Required work: Give the part of the m2e thread starting with "If I read the" and going on through "different class realms?" again, substituting "image" for "screenshot".

Study text:
□ □ □ □ □ □ □

So I was naively thinking that m2e should either reuse one particular instance or not hold on to the ones not used anymore?

odrotbohm commented 1 year ago

If I read the GC root path correctly, it looks like the main mojo class (WithoutRuntimeDependencies) seems to be loaded by a different ClassRealm. Can you point me to the code that does that?

laeubi commented 1 year ago

Its a bit hard to tell from a screenshot, but maybe we can narrow this is a bit down:

  1. Most important one is are the 1239 classes expected to be loaded, e.g. are these classes of your project to be processed? And are you exspect them to be loaded on each incremental run again?
  2. Are there multiple instances of the same class instance stored in different class realms?
  3. Each class relam should have a name and a parent, so it should be possible to put a (conditional) breakpoint and see where they are created and where they are stored.

As far as I know m2e not directly "manages" the realms but calls maven for this, so it is possible that we manually have to "unlink" thinks after an mojo execution, but first we should make sure what happens when and if its expected or not.

odrotbohm commented 1 year ago

The classes contained in each ClassRealm (with those 1239 classes) are the classes of the mojo, executed for the same project in an Eclipse workspace. The realms contain exactly the same classes. Running "Update project" creates another ClassRealm instance for that project with, again, the same classes.

□ □ □ □ □ □ □

Given data:
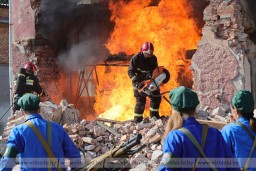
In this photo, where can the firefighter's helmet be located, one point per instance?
(147, 48)
(30, 67)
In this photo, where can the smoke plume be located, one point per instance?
(77, 32)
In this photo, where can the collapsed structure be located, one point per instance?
(223, 63)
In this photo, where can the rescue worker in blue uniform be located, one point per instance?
(141, 67)
(32, 152)
(241, 135)
(26, 82)
(185, 137)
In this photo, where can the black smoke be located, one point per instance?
(77, 32)
(198, 7)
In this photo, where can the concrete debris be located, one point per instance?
(95, 138)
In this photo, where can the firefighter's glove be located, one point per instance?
(43, 94)
(148, 76)
(135, 79)
(22, 72)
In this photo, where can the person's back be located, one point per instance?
(187, 142)
(241, 136)
(239, 141)
(25, 142)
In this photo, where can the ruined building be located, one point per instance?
(209, 46)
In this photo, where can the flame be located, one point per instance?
(168, 26)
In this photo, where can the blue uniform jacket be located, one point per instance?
(30, 149)
(240, 142)
(177, 145)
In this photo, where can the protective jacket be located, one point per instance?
(139, 69)
(30, 151)
(177, 147)
(239, 141)
(25, 83)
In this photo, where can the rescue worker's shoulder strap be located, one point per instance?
(197, 145)
(253, 145)
(45, 144)
(203, 140)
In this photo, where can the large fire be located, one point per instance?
(172, 31)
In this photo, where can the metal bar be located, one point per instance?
(97, 78)
(4, 20)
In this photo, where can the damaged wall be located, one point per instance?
(4, 40)
(225, 56)
(56, 36)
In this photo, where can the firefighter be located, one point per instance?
(141, 67)
(26, 82)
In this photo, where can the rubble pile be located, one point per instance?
(95, 138)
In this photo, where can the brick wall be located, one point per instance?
(4, 37)
(219, 64)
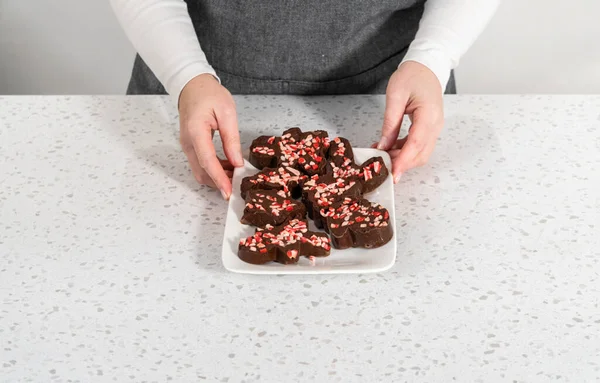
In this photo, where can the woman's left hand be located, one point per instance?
(413, 90)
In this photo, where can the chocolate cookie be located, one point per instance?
(257, 249)
(374, 172)
(288, 179)
(264, 152)
(284, 244)
(304, 151)
(294, 239)
(356, 222)
(323, 191)
(272, 207)
(340, 152)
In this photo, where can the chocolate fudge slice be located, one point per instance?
(357, 222)
(272, 207)
(288, 179)
(284, 244)
(323, 191)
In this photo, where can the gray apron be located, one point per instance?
(305, 47)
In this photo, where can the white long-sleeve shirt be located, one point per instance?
(162, 33)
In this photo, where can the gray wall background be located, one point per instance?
(77, 47)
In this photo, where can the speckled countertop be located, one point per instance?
(110, 264)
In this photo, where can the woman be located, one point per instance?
(201, 51)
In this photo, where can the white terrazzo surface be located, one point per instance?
(110, 263)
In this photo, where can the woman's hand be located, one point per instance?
(414, 90)
(204, 107)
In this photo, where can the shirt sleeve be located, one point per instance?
(162, 33)
(446, 31)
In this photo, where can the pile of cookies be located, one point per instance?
(307, 173)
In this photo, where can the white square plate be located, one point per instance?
(354, 260)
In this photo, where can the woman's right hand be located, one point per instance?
(204, 107)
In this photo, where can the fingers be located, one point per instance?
(226, 164)
(201, 140)
(418, 145)
(395, 103)
(228, 129)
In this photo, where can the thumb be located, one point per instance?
(392, 119)
(230, 136)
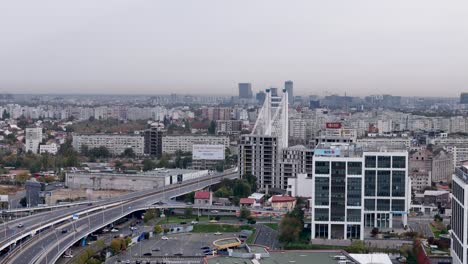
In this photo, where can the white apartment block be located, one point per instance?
(116, 144)
(48, 148)
(171, 144)
(33, 139)
(354, 190)
(459, 246)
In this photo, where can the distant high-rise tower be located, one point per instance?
(464, 98)
(245, 90)
(288, 85)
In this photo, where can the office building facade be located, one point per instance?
(353, 192)
(459, 224)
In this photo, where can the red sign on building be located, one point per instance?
(333, 125)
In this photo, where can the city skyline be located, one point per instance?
(403, 48)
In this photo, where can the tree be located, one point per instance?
(116, 245)
(22, 177)
(212, 128)
(188, 212)
(244, 213)
(223, 192)
(289, 229)
(158, 229)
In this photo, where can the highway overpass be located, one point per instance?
(47, 243)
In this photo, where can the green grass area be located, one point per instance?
(273, 226)
(250, 239)
(209, 228)
(177, 219)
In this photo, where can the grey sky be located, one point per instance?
(405, 47)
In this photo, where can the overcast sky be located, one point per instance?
(401, 47)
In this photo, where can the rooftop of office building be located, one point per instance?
(352, 150)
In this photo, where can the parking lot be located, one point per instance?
(186, 244)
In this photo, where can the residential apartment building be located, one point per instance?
(258, 156)
(442, 166)
(33, 138)
(293, 161)
(172, 144)
(228, 127)
(116, 144)
(459, 224)
(153, 140)
(354, 189)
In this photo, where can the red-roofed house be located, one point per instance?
(247, 202)
(279, 202)
(203, 198)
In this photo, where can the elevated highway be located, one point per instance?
(47, 243)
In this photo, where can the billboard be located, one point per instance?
(333, 125)
(208, 152)
(327, 152)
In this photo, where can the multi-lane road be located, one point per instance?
(49, 245)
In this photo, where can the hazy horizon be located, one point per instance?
(407, 48)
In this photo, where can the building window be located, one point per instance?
(322, 190)
(370, 162)
(398, 183)
(322, 167)
(369, 182)
(383, 205)
(369, 204)
(399, 162)
(337, 191)
(398, 205)
(384, 162)
(321, 231)
(353, 231)
(383, 183)
(354, 192)
(354, 215)
(321, 214)
(354, 168)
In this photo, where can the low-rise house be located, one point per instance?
(279, 202)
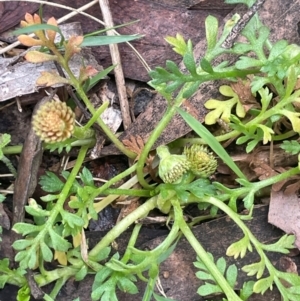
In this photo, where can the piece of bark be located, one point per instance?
(285, 213)
(18, 77)
(177, 273)
(156, 21)
(11, 12)
(29, 164)
(281, 19)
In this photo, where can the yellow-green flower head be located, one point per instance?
(203, 163)
(54, 122)
(171, 167)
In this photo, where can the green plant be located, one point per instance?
(185, 174)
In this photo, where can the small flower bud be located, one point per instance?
(171, 167)
(203, 163)
(54, 122)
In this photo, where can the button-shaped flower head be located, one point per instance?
(54, 122)
(203, 163)
(171, 167)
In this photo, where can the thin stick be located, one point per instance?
(116, 60)
(240, 25)
(62, 19)
(68, 16)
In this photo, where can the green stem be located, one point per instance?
(171, 110)
(119, 228)
(51, 276)
(90, 107)
(60, 202)
(275, 179)
(131, 243)
(9, 165)
(202, 254)
(131, 192)
(238, 220)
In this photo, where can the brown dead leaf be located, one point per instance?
(151, 168)
(135, 144)
(284, 213)
(190, 108)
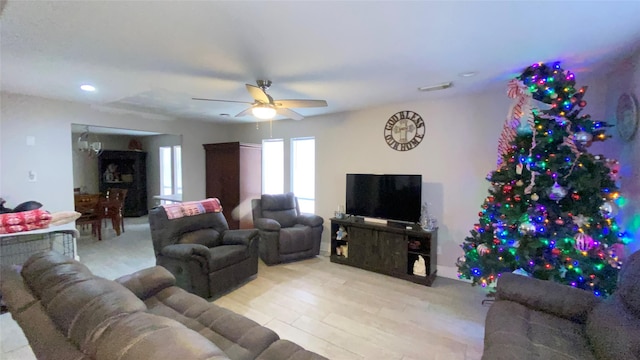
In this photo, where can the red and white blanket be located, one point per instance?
(24, 221)
(191, 208)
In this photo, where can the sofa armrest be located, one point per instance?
(310, 220)
(148, 282)
(547, 296)
(186, 251)
(239, 237)
(266, 224)
(15, 293)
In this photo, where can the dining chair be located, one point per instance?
(91, 209)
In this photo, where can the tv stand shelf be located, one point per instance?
(384, 249)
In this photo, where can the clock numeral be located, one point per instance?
(389, 139)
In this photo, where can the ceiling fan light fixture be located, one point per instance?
(264, 111)
(442, 86)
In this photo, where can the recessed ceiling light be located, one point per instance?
(436, 87)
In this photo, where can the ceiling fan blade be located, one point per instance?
(241, 102)
(289, 113)
(258, 94)
(245, 112)
(296, 103)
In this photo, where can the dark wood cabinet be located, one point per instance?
(125, 170)
(234, 175)
(385, 249)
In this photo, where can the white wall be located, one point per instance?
(49, 122)
(458, 151)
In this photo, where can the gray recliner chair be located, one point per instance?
(206, 258)
(285, 233)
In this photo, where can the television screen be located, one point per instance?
(390, 197)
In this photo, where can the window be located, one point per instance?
(272, 166)
(170, 170)
(302, 169)
(303, 174)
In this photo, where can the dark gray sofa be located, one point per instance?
(285, 233)
(68, 313)
(536, 319)
(206, 257)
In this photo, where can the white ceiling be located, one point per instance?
(152, 57)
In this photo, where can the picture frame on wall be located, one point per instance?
(627, 116)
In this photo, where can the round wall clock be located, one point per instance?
(627, 116)
(404, 130)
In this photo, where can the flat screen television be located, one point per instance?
(390, 197)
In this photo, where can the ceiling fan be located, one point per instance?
(264, 107)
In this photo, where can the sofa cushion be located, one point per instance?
(628, 288)
(227, 255)
(239, 337)
(280, 207)
(613, 331)
(286, 350)
(147, 282)
(79, 303)
(295, 239)
(513, 331)
(147, 336)
(548, 296)
(206, 237)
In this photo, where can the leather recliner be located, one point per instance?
(285, 233)
(206, 258)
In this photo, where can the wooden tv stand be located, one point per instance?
(386, 249)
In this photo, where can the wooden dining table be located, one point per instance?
(89, 204)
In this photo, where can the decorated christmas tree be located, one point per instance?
(551, 205)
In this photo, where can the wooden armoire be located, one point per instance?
(234, 175)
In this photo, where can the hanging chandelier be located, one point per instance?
(89, 143)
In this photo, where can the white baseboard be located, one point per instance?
(450, 272)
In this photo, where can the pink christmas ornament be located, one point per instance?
(483, 249)
(584, 242)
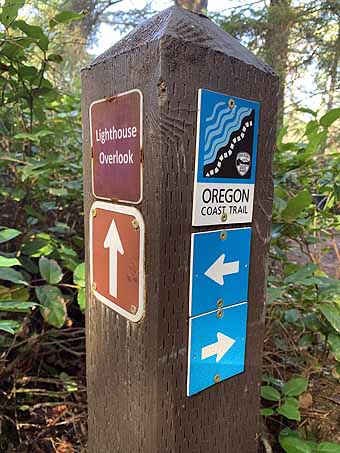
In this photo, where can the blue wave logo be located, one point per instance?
(220, 125)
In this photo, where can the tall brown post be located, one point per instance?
(137, 368)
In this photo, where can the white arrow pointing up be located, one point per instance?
(219, 269)
(113, 242)
(220, 348)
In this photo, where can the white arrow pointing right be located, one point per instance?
(220, 348)
(113, 242)
(219, 269)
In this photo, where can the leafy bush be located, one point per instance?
(41, 190)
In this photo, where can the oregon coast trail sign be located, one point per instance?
(226, 148)
(116, 147)
(117, 258)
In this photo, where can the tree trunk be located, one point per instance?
(334, 71)
(277, 45)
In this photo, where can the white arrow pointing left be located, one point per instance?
(220, 348)
(219, 269)
(113, 242)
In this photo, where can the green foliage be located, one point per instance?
(293, 442)
(53, 306)
(284, 395)
(301, 296)
(40, 143)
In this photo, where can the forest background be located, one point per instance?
(43, 45)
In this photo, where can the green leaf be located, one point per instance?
(14, 293)
(28, 72)
(328, 447)
(269, 393)
(64, 17)
(305, 110)
(37, 246)
(334, 343)
(292, 444)
(332, 314)
(79, 275)
(81, 299)
(9, 326)
(295, 386)
(34, 136)
(33, 31)
(296, 205)
(16, 306)
(292, 315)
(9, 262)
(53, 307)
(10, 275)
(267, 412)
(50, 270)
(290, 409)
(10, 10)
(8, 234)
(330, 117)
(56, 58)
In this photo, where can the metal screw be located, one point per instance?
(220, 303)
(231, 103)
(135, 224)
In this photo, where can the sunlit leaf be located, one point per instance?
(79, 275)
(295, 386)
(10, 275)
(290, 409)
(9, 262)
(9, 326)
(50, 270)
(53, 307)
(330, 117)
(8, 234)
(269, 393)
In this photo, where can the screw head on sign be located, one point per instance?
(217, 378)
(220, 303)
(135, 224)
(223, 235)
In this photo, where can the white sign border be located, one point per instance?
(135, 90)
(198, 233)
(195, 205)
(189, 348)
(132, 211)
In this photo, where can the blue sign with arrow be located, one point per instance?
(217, 342)
(219, 269)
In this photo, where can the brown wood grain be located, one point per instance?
(137, 372)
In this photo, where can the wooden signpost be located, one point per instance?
(178, 199)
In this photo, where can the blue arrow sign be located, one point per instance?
(219, 269)
(217, 343)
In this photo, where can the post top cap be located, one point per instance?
(178, 23)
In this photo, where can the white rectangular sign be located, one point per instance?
(226, 147)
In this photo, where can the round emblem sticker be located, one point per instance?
(243, 163)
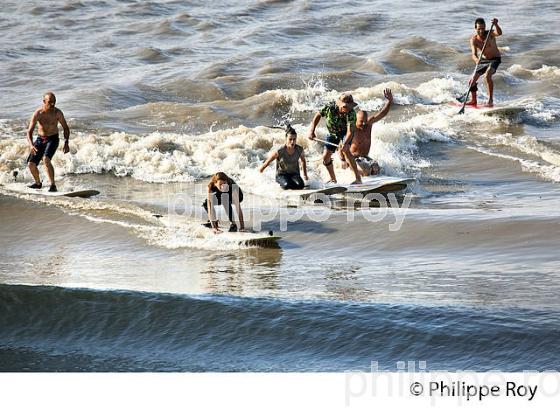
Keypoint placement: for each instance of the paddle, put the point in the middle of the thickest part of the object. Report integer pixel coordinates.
(462, 111)
(326, 142)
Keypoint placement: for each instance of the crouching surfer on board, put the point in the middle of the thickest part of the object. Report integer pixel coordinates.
(222, 190)
(44, 147)
(340, 118)
(489, 60)
(288, 158)
(361, 143)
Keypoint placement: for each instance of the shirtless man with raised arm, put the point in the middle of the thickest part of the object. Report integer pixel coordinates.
(489, 61)
(361, 143)
(44, 147)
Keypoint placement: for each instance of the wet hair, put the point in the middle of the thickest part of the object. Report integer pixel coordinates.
(220, 176)
(290, 130)
(49, 94)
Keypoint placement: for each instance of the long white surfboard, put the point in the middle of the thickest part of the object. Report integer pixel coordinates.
(23, 189)
(499, 110)
(261, 238)
(379, 184)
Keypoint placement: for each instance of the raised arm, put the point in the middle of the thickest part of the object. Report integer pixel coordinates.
(313, 125)
(379, 115)
(271, 158)
(62, 121)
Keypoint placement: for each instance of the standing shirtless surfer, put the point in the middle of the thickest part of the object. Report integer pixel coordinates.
(489, 60)
(361, 143)
(44, 147)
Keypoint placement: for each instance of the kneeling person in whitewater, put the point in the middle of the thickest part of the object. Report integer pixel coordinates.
(222, 190)
(340, 118)
(361, 143)
(489, 61)
(287, 159)
(44, 147)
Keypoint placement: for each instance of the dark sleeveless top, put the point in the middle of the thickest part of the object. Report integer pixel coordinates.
(219, 193)
(286, 163)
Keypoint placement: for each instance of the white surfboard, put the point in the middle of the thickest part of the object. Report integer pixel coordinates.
(499, 110)
(379, 184)
(307, 193)
(503, 111)
(23, 189)
(262, 238)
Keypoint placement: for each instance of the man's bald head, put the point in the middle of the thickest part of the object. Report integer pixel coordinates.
(49, 96)
(49, 100)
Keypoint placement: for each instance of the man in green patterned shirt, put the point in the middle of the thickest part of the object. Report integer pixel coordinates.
(340, 119)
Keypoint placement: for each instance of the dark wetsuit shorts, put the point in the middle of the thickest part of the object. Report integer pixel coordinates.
(484, 64)
(46, 146)
(333, 139)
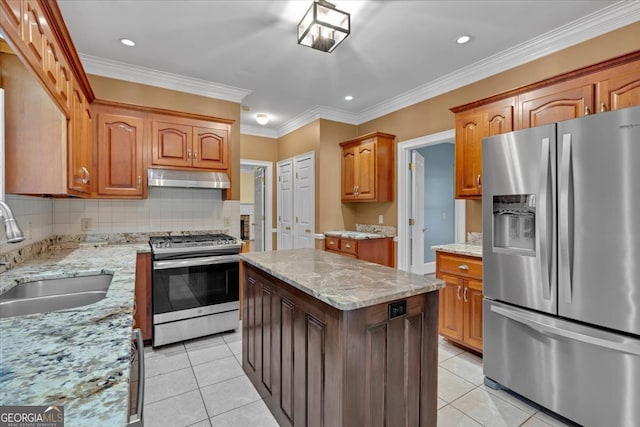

□ □ □ □ □ □ □

Finished task:
If I read the GC root path correctly, it looks like the main mojo class (WithoutRuntimeDependencies) seems to be loaded by a different ClassRealm. Can you point me to the code that does that?

laeubi commented 1 year ago

Its a bit hard to tell from a image, but maybe we can narrow this is a bit down:

  1. Most important one is are the 1239 classes expected to be loaded, e.g. are these classes of your project to be processed? And are you exspect them to be loaded on each incremental run again?
  2. Are there multiple instances of the same class instance stored in different class realms?